> [Dokumentabschnitt]:
<<<<
Der Inhalt unseres Berichtes erwuchs auch aus einer intensiven Zusammenarbeit mit namhaften afrikanischen Expertinnen und Experten, die mit uns in einer Anhörung und einer Reihe von Workshops ihre Vorstellungen der künftigen wirtschaftlichen Kooperation unserer beiden Weltregionen geteilt haben.
Mit diesem Bericht geben wir der Europäischen Union, aber auch der Afrikanischen Union und ihren Mitgliedstaaten heute eine klare Positionierung des Europaparlamentes an die Hand. Wir sprechen uns für eine Partnerschaft auf Augenhöhe aus und knüpfen damit direkt an die gemeinsame Abschlusserklärung des EU - AU Gipfels vom Februar dieses Jahres an. Richten wir unsere Prioritäten nun gemeinsam aus.
Wir müssen unsere Politiken - und insbesondere auch die Handelspolitik - der gemeinsamen Aufgabenstellung unterordnen, die UNO Nachhaltigkeitsziele bis zum Jahr 2030 zu erreichen.
>>>>
> [Ziele]:
(a) Gib bitte aus dem Dokumentabschnitt alles von „Mit diesem Bericht“ bis hinunter zu „nun gemeinsam aus.“ wieder.
(b) An die Abschlusserklärung welches Gipfels knüpft der Bericht laut Dokumentabschnitt direkt an?
(c) Prüfe für jede Aussage, ob sie mit dem Dokumentabschnitt übereinstimmt: (i) Der Bericht entstand auch in Zusammenarbeit mit afrikanischen Expertinnen und Experten. (ii) Die UNO Nachhaltigkeitsziele sollen bis zum Jahr 2050 erreicht werden. (iii) Der Bericht spricht sich für eine Partnerschaft auf Augenhöhe aus.
Die Zeilen haben damit nichts zu tun.

> [Gespeicherte Zeilen]:
<<<<
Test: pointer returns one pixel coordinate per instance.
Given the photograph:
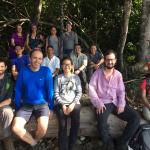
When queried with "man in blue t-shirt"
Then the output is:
(34, 96)
(20, 61)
>>>>
> [Antworten je Aufgabe]:
(a)
Mit diesem Bericht geben wir der Europäischen Union, aber auch der Afrikanischen Union und ihren Mitgliedstaaten heute eine klare Positionierung des Europaparlamentes an die Hand. Wir sprechen uns für eine Partnerschaft auf Augenhöhe aus und knüpfen damit direkt an die gemeinsame Abschlusserklärung des EU - AU Gipfels vom Februar dieses Jahres an. Richten wir unsere Prioritäten nun gemeinsam aus.

(b) An die gemeinsame Abschlusserklärung des EU - AU Gipfels vom Februar dieses Jahres.

(c)
(i) Ja: „aus einer intensiven Zusammenarbeit mit namhaften afrikanischen Expertinnen und Experten“
(ii) Nein: „die UNO Nachhaltigkeitsziele bis zum Jahr 2030 zu erreichen“
(iii) Ja: „Wir sprechen uns für eine Partnerschaft auf Augenhöhe aus“